Materials provided
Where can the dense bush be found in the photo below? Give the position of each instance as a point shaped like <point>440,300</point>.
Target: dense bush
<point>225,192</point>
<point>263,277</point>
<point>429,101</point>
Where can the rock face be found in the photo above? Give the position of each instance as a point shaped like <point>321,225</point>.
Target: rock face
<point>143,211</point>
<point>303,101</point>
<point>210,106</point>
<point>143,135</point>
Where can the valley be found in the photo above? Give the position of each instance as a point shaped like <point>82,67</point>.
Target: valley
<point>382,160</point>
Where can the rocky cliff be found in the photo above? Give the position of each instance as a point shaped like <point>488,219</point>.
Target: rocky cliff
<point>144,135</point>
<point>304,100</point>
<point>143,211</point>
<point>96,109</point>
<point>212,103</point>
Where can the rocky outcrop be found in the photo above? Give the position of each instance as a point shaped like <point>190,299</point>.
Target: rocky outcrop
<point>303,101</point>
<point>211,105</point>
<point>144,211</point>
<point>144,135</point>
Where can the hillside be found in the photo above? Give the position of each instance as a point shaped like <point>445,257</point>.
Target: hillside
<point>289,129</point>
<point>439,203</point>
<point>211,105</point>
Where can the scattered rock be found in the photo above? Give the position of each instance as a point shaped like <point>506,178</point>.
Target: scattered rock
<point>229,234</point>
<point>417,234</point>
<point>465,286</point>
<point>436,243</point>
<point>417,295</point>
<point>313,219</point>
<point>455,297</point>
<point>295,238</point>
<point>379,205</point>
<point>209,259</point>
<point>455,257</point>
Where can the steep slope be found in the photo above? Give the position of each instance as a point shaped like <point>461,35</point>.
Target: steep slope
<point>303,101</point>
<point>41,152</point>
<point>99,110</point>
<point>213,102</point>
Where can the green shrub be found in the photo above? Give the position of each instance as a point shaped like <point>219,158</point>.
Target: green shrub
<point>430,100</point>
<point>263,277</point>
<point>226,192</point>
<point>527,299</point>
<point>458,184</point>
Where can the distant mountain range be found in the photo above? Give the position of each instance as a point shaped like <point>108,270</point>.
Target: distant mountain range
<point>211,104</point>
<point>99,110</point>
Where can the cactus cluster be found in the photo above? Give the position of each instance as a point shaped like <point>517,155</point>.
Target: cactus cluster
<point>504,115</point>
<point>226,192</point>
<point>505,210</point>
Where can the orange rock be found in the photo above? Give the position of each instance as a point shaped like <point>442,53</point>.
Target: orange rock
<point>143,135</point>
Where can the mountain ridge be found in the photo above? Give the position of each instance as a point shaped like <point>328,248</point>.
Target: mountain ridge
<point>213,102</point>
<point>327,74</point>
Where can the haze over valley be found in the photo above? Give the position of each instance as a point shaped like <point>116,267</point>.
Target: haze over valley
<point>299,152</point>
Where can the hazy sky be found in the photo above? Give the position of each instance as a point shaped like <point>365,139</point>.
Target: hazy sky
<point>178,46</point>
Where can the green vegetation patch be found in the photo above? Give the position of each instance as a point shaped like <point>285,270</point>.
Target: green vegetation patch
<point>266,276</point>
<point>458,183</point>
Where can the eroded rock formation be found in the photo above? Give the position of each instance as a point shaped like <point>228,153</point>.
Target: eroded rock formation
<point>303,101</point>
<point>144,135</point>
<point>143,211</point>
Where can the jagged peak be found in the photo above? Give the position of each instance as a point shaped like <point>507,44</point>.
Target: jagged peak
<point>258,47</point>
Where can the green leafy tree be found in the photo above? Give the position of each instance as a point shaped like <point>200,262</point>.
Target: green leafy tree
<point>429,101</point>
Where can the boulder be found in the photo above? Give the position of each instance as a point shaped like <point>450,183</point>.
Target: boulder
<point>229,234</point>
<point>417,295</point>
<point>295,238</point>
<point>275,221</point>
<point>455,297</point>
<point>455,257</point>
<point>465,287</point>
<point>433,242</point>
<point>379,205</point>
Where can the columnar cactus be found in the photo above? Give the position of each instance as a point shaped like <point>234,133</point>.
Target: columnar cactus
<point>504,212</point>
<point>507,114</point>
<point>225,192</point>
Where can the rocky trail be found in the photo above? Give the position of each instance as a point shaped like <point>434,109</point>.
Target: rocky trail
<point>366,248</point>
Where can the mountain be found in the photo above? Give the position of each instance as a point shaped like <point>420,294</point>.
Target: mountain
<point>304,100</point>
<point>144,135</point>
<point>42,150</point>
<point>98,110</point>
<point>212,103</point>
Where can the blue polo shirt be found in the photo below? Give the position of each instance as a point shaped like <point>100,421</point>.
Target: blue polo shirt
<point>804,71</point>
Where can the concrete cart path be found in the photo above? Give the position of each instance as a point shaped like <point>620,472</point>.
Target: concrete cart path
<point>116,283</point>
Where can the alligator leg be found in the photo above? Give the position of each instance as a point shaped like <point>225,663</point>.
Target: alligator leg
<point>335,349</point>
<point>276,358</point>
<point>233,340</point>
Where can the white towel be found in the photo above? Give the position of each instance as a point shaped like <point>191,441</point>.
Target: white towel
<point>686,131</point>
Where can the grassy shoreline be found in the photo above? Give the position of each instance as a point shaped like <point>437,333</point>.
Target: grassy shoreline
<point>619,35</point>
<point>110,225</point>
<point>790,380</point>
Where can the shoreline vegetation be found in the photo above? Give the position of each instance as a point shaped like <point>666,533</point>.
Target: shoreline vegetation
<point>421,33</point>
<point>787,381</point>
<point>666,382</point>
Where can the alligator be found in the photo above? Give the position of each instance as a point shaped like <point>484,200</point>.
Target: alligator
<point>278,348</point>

Exercise
Print out every record again, exactly and in full.

Solution to this task
Where can the dense bush be found in the photo below? Give the position of each instance as a point shaped like <point>440,300</point>.
Target: dense bush
<point>225,192</point>
<point>263,277</point>
<point>429,101</point>
Where can the rock face be found in the photo above? Give the position of each instance as a point shaped like <point>321,225</point>.
Target: rock face
<point>143,211</point>
<point>303,101</point>
<point>210,106</point>
<point>143,135</point>
Where can the valley be found in the photo above? Give the position of each instance as a point shaped like <point>82,67</point>.
Target: valley
<point>382,160</point>
Where can the rocky cliff be found in the photo above? Give the position of each instance as a point shaped like <point>488,219</point>.
Target: rocky cliff
<point>144,135</point>
<point>304,100</point>
<point>143,211</point>
<point>96,109</point>
<point>212,103</point>
Where can the rocky outcrop be found in the photo above? Give the position of each instance as a point shaped like <point>190,299</point>.
Target: rocky outcrop
<point>303,101</point>
<point>211,105</point>
<point>144,211</point>
<point>144,135</point>
Where can the hillside be found in the photo above? Give the position of each instance as a point shaped like <point>445,257</point>.
Target: hillside
<point>289,129</point>
<point>439,203</point>
<point>211,105</point>
Where can the scattered rock be found in the photo above? Give the position of each instance as a point shaped like <point>506,178</point>.
Target: scattered rock
<point>229,234</point>
<point>417,234</point>
<point>465,286</point>
<point>436,243</point>
<point>417,295</point>
<point>313,219</point>
<point>455,297</point>
<point>295,238</point>
<point>379,205</point>
<point>209,259</point>
<point>455,257</point>
Where can the steep slope be found in the photo above? Give the position of each instance as a point shaped like <point>461,35</point>.
Target: steep slope
<point>303,101</point>
<point>41,152</point>
<point>99,110</point>
<point>213,102</point>
Where can the green shrub be found in the photo above? Give the position of each instance as a point shaped like <point>219,158</point>.
Target: green shrub
<point>430,100</point>
<point>263,277</point>
<point>226,192</point>
<point>527,299</point>
<point>458,184</point>
Where can the distant mountain range be found in the photo above? Give the position of each instance as a point shaped like <point>108,270</point>.
Target: distant mountain range
<point>211,104</point>
<point>99,110</point>
Where can the cactus cluster be found in the photo above? Give the position of each instance as a point shaped like <point>517,155</point>.
Target: cactus cluster
<point>504,115</point>
<point>226,192</point>
<point>505,210</point>
Where can the orange rock be found in the photo above? Give the position of each instance as a point shaped like <point>442,53</point>.
Target: orange rock
<point>143,135</point>
Where can the mountain ridge be found in the photo above? Give the position of each instance as a point shaped like <point>328,248</point>.
Target: mountain ridge
<point>213,102</point>
<point>327,74</point>
Where can the haze over valley be found in the photo above? Give the position of each instance as a point shaped like <point>116,267</point>.
Target: haze over valley
<point>299,152</point>
Where can the hazy sky be found in the photo above? Give the position of each instance as a point shaped like <point>365,139</point>.
Target: hazy sky
<point>178,46</point>
Where can the green vegetation patch be found in the photo above? Give the position of each instance as a point shaped like <point>285,270</point>.
Target: green vegetation patch
<point>266,276</point>
<point>458,183</point>
Where can the eroded rock formation be found in the photo above? Give the position of each instance as a point shaped like <point>228,153</point>.
Target: eroded rock formation
<point>303,101</point>
<point>144,135</point>
<point>143,211</point>
Where can the jagged peak be found in the photo above? Give the position of each instance as a point shaped like <point>507,44</point>.
Target: jagged peak
<point>258,47</point>
Where can the green leafy tree be found in the photo above? Give the position of each instance as a point shaped like <point>200,262</point>.
Target: green leafy tree
<point>429,101</point>
Where can the boulder be found in the photo above? Give the position of each instance as a point shaped like <point>450,183</point>.
Target: boulder
<point>229,234</point>
<point>417,295</point>
<point>295,238</point>
<point>275,221</point>
<point>455,297</point>
<point>455,257</point>
<point>465,287</point>
<point>433,242</point>
<point>379,205</point>
Where can the columnar cactus be found in the photo above? Give the position of each instance as a point shaped like <point>234,133</point>.
Target: columnar cactus
<point>504,212</point>
<point>507,114</point>
<point>225,192</point>
Where can the rocky trail be found in the photo above? Give the position of each instance as a point shaped like <point>434,109</point>.
Target: rocky trail
<point>366,248</point>
Where can the mountain be found in the photo above? Give the position of each instance as a point shaped like <point>420,294</point>.
Target: mountain
<point>304,100</point>
<point>144,135</point>
<point>42,150</point>
<point>98,110</point>
<point>212,103</point>
Where can the blue polo shirt be found in the photo below? Give the position of each instance as a point shaped like <point>100,421</point>.
Target: blue polo shirt
<point>804,71</point>
Where can the concrete cart path be found in the photo above? Give the position of each instance as a point shaped like <point>620,472</point>.
Target: concrete cart path
<point>116,283</point>
Where can the alligator leg be found in the photo above? Give the position of each instance as a point shaped like <point>225,663</point>.
Target: alligator leg
<point>335,349</point>
<point>276,358</point>
<point>233,340</point>
Where can the white towel be found in the photo above? Give the position of each instance as a point shaped like <point>191,441</point>.
Target: white towel
<point>686,131</point>
Where can the grassy shoreline be found in the photo above? Give the position of each instance as a point shaped like <point>437,333</point>.
Target: grassy shoreline
<point>619,35</point>
<point>110,225</point>
<point>790,380</point>
Where can the shoreline vegetation be found in the photo above? Give the position of each instance as a point shaped like <point>666,533</point>.
Target: shoreline vegetation
<point>421,33</point>
<point>787,381</point>
<point>666,382</point>
Where can the alligator be found in the photo above? Give the position of each instance as a point shaped like <point>484,200</point>.
Target: alligator
<point>278,348</point>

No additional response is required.